◆ Assigned task
Exactly as written, transcribe each record below.

◆ Input material
####################

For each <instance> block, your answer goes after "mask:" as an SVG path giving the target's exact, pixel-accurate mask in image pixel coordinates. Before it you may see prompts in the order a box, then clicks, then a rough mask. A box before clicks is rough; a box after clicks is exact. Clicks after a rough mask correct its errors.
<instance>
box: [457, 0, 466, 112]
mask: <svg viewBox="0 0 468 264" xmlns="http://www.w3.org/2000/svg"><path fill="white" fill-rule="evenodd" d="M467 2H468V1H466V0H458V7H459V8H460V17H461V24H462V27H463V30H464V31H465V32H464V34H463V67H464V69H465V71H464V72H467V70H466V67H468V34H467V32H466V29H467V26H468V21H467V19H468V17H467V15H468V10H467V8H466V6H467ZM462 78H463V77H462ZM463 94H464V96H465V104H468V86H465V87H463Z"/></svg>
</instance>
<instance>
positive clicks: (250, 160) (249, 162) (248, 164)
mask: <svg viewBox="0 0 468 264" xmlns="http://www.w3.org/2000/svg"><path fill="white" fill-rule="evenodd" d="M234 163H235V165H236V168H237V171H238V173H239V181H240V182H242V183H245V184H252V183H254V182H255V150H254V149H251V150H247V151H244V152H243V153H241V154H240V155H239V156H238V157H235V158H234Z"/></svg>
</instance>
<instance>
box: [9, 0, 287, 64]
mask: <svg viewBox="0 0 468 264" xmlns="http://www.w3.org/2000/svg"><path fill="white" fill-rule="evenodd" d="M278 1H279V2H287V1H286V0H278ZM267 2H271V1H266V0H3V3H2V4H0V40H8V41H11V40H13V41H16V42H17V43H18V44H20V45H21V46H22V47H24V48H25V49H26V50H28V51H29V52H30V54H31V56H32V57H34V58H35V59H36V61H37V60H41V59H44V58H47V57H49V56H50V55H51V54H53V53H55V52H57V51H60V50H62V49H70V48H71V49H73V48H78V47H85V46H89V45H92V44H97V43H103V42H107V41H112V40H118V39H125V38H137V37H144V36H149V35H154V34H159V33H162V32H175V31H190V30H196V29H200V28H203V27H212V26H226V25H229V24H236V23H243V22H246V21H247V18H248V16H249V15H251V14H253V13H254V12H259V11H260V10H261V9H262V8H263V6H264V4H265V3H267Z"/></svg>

####################

◆ Solution for this exercise
For each <instance> block, your answer goes after "mask:" as an SVG path giving the target's exact, pixel-accurate mask in image pixel coordinates. Before it you may see prompts in the order a box, then clicks, then a rough mask. A box before clicks is rough; a box after clicks is exact. Clicks after a rough mask correct its errors.
<instance>
box: [457, 0, 466, 112]
mask: <svg viewBox="0 0 468 264" xmlns="http://www.w3.org/2000/svg"><path fill="white" fill-rule="evenodd" d="M467 2H468V1H466V0H458V7H459V8H460V17H461V24H462V27H463V30H464V31H465V32H464V34H463V67H464V69H465V71H464V72H467V70H466V67H468V34H467V32H466V29H467V26H468V21H467V19H468V17H467V15H468V10H467V8H466V6H467ZM462 78H463V77H462ZM463 94H464V96H465V104H468V86H465V87H463Z"/></svg>
</instance>
<instance>
positive clicks: (250, 160) (249, 162) (248, 164)
mask: <svg viewBox="0 0 468 264" xmlns="http://www.w3.org/2000/svg"><path fill="white" fill-rule="evenodd" d="M234 163H235V165H236V168H237V171H238V173H239V181H240V182H242V183H245V184H252V183H254V182H255V150H254V149H251V150H247V151H244V152H243V153H241V154H240V155H239V156H238V157H235V158H234Z"/></svg>
</instance>
<instance>
box: [9, 0, 287, 64]
mask: <svg viewBox="0 0 468 264" xmlns="http://www.w3.org/2000/svg"><path fill="white" fill-rule="evenodd" d="M278 1H279V2H287V1H286V0H278ZM267 2H271V1H266V0H3V3H2V4H0V40H8V41H11V40H13V41H16V42H17V43H18V44H20V45H21V46H22V47H24V48H25V49H26V50H28V51H29V52H30V54H31V56H32V57H34V58H35V59H36V61H37V60H41V59H44V58H47V57H49V56H50V55H51V54H53V53H55V52H57V51H60V50H62V49H70V48H71V49H73V48H78V47H85V46H89V45H92V44H97V43H103V42H107V41H112V40H118V39H125V38H137V37H144V36H149V35H154V34H159V33H162V32H175V31H190V30H196V29H200V28H203V27H212V26H226V25H229V24H236V23H243V22H246V21H247V18H248V16H249V15H251V14H253V13H254V12H259V11H260V10H261V9H262V8H263V6H264V4H265V3H267Z"/></svg>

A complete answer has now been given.